## Passage given
## start

This sounds interesting.  More details here?  I guess you also see
issues with different cards plugged into the same slot?  And there
appears to be some ASPM connection there, too?

> ...
> kernel: amdgpu 0000:01:00.0: amdgpu: [drm] Display Core v3.2.334 initialized on DCE 11.2
> kernel: amdgpu 0000:01:00.0: [drm] *ERROR* No EDID read.
> kernel: amdgpu 0000:01:00.0: [drm] *ERROR* No EDID read.
> kernel: amdgpu 0000:01:00.0: [drm] *ERROR* No EDID read.
> kernel: amdgpu 0000:01:00.0: amdgpu:
>         last message was failed ret is 65535

This is in smu7_send_msg_to_smc() and it looks like we might have
gotten ~0 when reading a register.  Possibly a PCIe error, since the
Root Complex typically synthesizes ~0 data returns when a read fails
on PCIe.

> kernel: ------------[ cut here ]------------
> kernel: WARNING: CPU: 1 PID: 154 at drivers/gpu/drm/amd/amdgpu/uvd_v6_0.c:1111 uvd_v6_0_ring_insert_nop+0xb5/0xc0 [amdgpu]

This is:

  WARN_ON(ring->wptr % 2 || count % 2);

so apparently ring->wptr or count are expected to be even, but at
least one was odd.  Makes me wonder if wptr was set from a PCIe read
that returned ~0.

Both are a little odd since I don't see any AER errors mentioned in
the dmesg or the lspci output.  But worth looking into to see if there
are errors that we could catch earlier or handle better.  Also of
course odd if an error like this were related to ASPM.

Bjorn

## end

## Excerpts from a point labeling dataset
## start

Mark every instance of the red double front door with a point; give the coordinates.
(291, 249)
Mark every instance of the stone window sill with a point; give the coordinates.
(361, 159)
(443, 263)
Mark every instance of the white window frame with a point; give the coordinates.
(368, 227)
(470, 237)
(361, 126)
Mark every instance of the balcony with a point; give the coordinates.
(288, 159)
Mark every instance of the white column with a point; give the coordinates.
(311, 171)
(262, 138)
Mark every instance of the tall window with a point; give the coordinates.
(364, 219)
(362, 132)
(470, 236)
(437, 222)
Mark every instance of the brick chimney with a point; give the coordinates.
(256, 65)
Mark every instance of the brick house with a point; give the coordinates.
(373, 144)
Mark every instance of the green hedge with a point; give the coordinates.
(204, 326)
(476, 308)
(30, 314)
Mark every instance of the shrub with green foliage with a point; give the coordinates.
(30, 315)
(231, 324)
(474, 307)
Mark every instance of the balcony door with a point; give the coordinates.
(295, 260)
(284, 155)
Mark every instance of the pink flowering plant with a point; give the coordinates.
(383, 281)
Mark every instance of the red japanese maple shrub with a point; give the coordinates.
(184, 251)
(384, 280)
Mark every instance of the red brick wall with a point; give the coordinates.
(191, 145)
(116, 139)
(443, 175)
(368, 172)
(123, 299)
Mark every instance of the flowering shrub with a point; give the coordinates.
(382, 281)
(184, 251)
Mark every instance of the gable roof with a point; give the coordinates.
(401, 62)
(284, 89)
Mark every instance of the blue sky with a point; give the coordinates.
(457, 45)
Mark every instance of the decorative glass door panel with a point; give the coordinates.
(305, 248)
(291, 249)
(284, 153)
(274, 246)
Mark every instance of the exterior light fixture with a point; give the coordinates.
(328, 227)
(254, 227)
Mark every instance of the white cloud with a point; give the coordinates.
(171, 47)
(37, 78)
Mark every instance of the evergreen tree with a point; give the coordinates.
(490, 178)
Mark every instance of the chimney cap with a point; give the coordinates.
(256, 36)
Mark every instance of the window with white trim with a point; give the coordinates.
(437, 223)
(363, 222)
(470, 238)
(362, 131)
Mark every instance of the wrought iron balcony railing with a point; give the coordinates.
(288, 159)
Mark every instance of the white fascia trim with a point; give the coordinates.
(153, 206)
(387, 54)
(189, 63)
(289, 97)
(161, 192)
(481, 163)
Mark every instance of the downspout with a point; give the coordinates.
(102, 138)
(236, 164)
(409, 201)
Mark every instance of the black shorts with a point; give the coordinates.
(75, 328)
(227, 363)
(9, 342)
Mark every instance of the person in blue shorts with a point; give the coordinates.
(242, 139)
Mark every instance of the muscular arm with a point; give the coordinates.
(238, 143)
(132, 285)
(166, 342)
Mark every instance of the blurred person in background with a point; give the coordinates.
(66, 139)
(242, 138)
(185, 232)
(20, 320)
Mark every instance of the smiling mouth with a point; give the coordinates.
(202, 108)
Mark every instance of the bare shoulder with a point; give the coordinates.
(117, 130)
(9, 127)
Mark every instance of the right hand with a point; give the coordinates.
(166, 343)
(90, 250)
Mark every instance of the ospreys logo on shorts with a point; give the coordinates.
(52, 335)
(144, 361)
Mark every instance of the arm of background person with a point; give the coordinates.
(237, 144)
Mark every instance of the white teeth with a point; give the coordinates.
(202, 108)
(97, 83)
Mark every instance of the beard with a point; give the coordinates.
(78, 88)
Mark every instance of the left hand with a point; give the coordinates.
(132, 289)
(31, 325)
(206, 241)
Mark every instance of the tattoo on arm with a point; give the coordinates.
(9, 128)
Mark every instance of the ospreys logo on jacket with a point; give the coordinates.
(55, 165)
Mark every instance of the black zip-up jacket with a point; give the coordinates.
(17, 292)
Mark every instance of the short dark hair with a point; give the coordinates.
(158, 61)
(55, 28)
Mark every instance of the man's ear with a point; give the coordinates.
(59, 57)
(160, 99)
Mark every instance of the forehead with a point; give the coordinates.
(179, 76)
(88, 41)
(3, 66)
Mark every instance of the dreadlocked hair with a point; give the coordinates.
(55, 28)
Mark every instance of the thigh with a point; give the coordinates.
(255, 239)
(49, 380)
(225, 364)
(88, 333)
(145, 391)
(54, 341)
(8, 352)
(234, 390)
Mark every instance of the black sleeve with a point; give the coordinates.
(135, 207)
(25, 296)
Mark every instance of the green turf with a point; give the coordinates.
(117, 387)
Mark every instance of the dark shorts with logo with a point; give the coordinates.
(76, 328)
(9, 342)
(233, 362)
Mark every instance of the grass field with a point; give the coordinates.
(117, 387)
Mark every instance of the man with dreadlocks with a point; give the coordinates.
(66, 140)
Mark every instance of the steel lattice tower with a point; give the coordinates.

## end

## Problems to work on
(1) Decide whether each statement agrees with the reply about the amdgpu errors, answering yes or no and quoting the deciding words of the reply. (a) The reply reports AER errors in the dmesg output. (b) The reply says ring->wptr or count are expected to be even. (c) The reply says the Root Complex typically synthesizes ~0 data returns when a read fails.
(2) Report how many lines of the listing contain the word "chimney", and give only the number.

## Solutions to each task
(1)
(a) No: "I don't see any AER errors mentioned in the dmesg or the lspci output"
(b) Yes: "so apparently ring->wptr or count are expected to be even"
(c) Yes: "Root Complex typically synthesizes ~0 data returns when a read fails"

(2) 2